___ SELECTED PASSAGE
CN: I felt prepared going in. I hadn’t really missed any classes while being out here. I felt really strong in the work that I was doing. Also, it really trickled back to the plan I had with Cody, about knowing what roles that I could walk into right now. Seeing that type of role that is right in my wheelhouse, I felt like I could go in and do well.

 

LC: You mentioned you felt like you’ve really been coming into your own as an actor, was there anything in particular that made you feel that way?

CN: I think it’s the work i’ve been doing. Not just see and deliver the words, but really start to understand it, and start peeling off the layers of the scene. I have been able to pick up a script and quickly dissect what I wanted to do with it or where I saw the character going. My “who, what, why” and all of that. Before, I would be like “okay, what’s really going on here…” and it would take forever.

 

LC: How do you deal with nerves in the audition room?

CN: Oh, breathing. I sit down before I go in, and I tell myself “We’ve already done the work. We’ve already done the work. We’ve already done work.” and I’ll say that to myself three to five times to really help calm down. Also, I do my tongue twisters, I let out a loud scream in the car to get out that anxious energy, and I’ll do a quick stretch. There have been a few times before when I was first auditioning that I would be so anxious going in, and then I would walk out two minutes later and I didn’t even know what happened.
______
___ MATERIAL SHOWN
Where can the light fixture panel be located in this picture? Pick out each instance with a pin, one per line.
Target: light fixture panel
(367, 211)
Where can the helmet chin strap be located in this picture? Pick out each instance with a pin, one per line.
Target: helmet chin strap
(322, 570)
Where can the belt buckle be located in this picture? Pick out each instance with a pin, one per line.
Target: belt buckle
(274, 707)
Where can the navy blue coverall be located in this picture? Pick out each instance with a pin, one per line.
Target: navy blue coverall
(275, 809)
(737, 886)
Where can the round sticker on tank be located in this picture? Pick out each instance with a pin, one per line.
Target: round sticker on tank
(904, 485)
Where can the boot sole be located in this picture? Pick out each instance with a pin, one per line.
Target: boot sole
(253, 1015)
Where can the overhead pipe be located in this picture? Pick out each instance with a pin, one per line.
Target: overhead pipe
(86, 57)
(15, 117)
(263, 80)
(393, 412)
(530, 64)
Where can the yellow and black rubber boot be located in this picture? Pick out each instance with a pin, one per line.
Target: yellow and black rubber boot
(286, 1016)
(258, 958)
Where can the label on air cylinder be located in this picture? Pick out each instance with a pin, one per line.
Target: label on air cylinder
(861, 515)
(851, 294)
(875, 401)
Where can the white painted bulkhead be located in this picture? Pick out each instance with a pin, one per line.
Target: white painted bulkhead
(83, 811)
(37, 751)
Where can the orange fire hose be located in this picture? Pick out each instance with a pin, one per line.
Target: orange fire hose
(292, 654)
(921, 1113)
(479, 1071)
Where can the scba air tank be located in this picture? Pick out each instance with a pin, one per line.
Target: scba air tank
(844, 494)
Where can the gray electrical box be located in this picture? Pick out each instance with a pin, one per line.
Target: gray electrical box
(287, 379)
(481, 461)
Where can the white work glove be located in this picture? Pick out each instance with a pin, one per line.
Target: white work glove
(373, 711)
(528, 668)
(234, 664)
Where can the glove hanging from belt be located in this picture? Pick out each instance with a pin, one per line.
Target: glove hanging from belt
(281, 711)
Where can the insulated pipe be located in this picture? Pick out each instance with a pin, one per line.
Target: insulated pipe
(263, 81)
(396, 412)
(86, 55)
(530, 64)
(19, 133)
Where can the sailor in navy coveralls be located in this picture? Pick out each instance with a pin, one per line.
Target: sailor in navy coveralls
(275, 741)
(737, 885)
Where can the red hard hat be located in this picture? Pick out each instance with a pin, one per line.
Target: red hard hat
______
JOB: Could you carry on the interview about auditioning, starting after its last answer?

OUTPUT BELOW:
 

LC: It sounds like the ‘Night Shift’ was a great audition. If you can think back to maybe one of your not so great auditions… Can you describe the difference between the two?

CN: I had an audition, I went in and I was so in my head. I don’t want to say that I overworked it… but I just could not put the script down. I was really excited about the role and I was rehearsing it every second. I remember going into the room and the casting director was trying to say hello and ask how I was doing and I was like “oh fine”, I didn’t take the time to engage with anyone. I just ran to my mark and I literally did not move from that spot. I kept tripping over my words too. They let me do it like four times. FOUR TIMES.

 

LC: How do you make sure you don’t overwork the material but are still fully prepared?

CN: After working on material, I literally have to distract myself and do something else. Whether it’s working out, watching some tv shows, talking with friends, something to distract myself and take my mind off of it. Just being able to set it down and know that I have it. Trusting that when I get to the audition, and I get in the room and do it, I have done the work.

 

LC: Is there anything you wish you had done differently so far while being in LA?

CN: Not that I didn’t enjoy hitting the ground running when I first moved out here, but I do think it would have been beneficial to enjoy and appreciate that I had made the jump. There are so many people that want to make the jump to LA and never do. It really is an accomplishment in itself.

 

LC: If you could give one piece of advice to actors just starting out, what would it be?

CN: Get into classes. If you’re just starting out, definitely get into classes. Also, write out a plan. Once you have a plan and vision of where you’re going, you’ll get a clear view of your path. What really worked for me was that when I really locked in moving to LA, I put a plan together and I stuck to it. Then I came out here and put together a plan for LA. That has allowed for me in my short amount of time here to book work, get representation, and just to be excited about the process of becoming an actor.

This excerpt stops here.